- Exercise aim
Rewrite the television costs article starting with "Battered by eroding" and going on through "or overseas broadcasters.", using "polished" in place of "slick".
--- START Reading text ---
Too Costly for Prime Time : Television: Plunging profits are forcing Hollywood to chop paychecks and rein in production costs.
Raymond Burr took an unaccustomed pay cut on NBC’s “Perry Mason” movies.
On “Quantum Leap,” the fantasy drama about a scientist traveling through time, pop tunes from the ‘50s and ‘60s no longer are heard. The rights fees cost too much.
For the record:
12:00 a.m. March 25, 1992 For the Record
Los Angeles Times Wednesday March 25, 1992 Home Edition Business Part D Page 2 Column 4 Financial Desk 1 inches; 18 words Type of Material: Correction
Donald P. Bellisario: A story Sunday misspelled the name of Donald P. Bellisario, executive producer of TV’s “Quantum Leap.”
Twentieth Television, producer of “Anything But Love,” made the supreme sacrifice: It pulled the plug on the Jamie Lee Curtis sitcom.
Although Hollywood producers have wailed for years about the need to control spiraling production costs, in fact very little was ever done.
Until now.
Squeezed by shrinking profits in the rerun market, the studios are telling actors, writers and producers that their paychecks will be smaller than in the booming 1980s. And their shows--where cost once was no object--will have to be made more cheaply.
“A hit show used to be a cash cow. You made a fortune!” exclaims “Quantum Leap” producer Don Bellesario. “That isn’t happening anymore. Profits have plunged.”
He should know. The economics of television have changed radically since reruns from Bellesario’s early 1980s hit “Magnum, P.I.” grossed nearly $300 million. The record was set a few years later, when “The Cosby Show” gushed $800 million for its producers when it was sold to local stations.
But in the past two years, only three network series--”Roseanne,” “Golden Girls” and “Married with Children”--have broken the $1-million-per-episode barrier--a benchmark that only a few years earlier was considered the floor in the rerun market.
Compounding that weakness, producers are also being hit by the financial crunch at the established networks, their principal customers.
Battered by eroding audiences and soft advertising revenue, ABC, CBS and NBC no longer are so eager to pay for the slick prime-time shows that the Hollywood studios are used to churning out. That has forced the studios to ferret out new business markets, such as selling first-run shows directly to local stations or overseas broadcasters.
To be sure, working as a TV producer is still lucrative, as financially rewarding as becoming a Wall Street investment banker or downtown Los Angeles lawyer. But economic pressures are now changing what viewers see on TV.
Increasingly, the networks are choosing cut-rate, quasi-news shows such as “Rescue 911” on CBS or ABC’s “FBI: The Untold Stories” over costly dramas. Once dominant in prime time, dramas account now for only about 30% of the program schedule.
--- END Reading text ---
--- START Data lines ---
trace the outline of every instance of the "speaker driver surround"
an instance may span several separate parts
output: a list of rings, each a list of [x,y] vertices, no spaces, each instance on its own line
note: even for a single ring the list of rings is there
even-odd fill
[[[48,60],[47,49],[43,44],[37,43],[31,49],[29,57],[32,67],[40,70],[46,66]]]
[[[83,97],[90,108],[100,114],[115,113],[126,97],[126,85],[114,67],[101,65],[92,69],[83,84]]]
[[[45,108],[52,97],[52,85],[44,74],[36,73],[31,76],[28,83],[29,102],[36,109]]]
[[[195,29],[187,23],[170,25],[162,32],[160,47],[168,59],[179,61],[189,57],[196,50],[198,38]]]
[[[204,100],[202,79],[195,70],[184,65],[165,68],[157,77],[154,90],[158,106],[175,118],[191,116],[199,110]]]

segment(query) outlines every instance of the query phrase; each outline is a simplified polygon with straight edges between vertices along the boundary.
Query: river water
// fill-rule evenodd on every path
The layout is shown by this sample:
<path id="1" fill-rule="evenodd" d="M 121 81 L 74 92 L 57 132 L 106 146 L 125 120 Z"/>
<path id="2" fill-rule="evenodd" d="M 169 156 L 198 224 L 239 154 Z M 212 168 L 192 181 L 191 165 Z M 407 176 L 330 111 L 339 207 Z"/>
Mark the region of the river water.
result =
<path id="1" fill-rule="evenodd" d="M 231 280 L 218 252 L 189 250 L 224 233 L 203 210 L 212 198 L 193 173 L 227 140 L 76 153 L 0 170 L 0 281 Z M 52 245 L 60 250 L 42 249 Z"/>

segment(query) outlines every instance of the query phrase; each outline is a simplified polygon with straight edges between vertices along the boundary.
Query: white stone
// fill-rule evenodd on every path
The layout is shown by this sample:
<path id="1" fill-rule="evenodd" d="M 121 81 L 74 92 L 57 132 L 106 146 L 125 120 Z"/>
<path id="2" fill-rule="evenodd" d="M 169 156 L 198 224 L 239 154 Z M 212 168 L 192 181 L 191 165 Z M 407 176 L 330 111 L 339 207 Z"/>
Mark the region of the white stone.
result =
--- END Data lines ---
- Answer in full
Battered by eroding audiences and soft advertising revenue, ABC, CBS and NBC no longer are so eager to pay for the polished prime-time shows that the Hollywood studios are used to churning out. That has forced the studios to ferret out new business markets, such as selling first-run shows directly to local stations or overseas broadcasters.